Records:
──────
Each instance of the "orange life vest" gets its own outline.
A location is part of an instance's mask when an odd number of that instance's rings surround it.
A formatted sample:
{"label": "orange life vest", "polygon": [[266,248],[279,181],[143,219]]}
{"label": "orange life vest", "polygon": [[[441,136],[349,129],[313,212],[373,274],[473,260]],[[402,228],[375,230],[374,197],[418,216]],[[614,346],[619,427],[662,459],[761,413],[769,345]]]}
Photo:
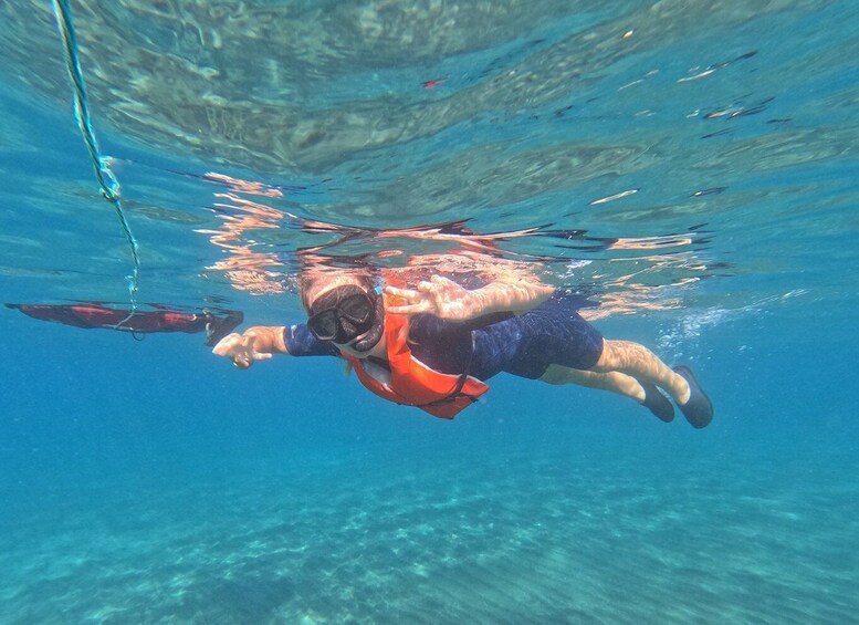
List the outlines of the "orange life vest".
──────
• TASK INSTRUCTIONS:
Update the material by replacing every "orange life vest" with "yellow raft" and keeping all other text the same. Leave the pictures out of your answer.

• ANSWER TO THE PROBLEM:
Each instance of the "yellow raft" gets its own outline.
A location is part of an instance's mask when an odd number of that instance's rings surround it.
A formatted sample:
{"label": "yellow raft", "polygon": [[266,248],[279,181],[143,219]]}
{"label": "yellow raft", "polygon": [[[441,136],[349,129],[313,212],[373,274],[473,260]],[[402,228],[375,230],[374,197],[418,216]],[[614,346],[619,427],[662,459],[761,413],[769,345]]]}
Photo:
List the outlines of the "yellow raft".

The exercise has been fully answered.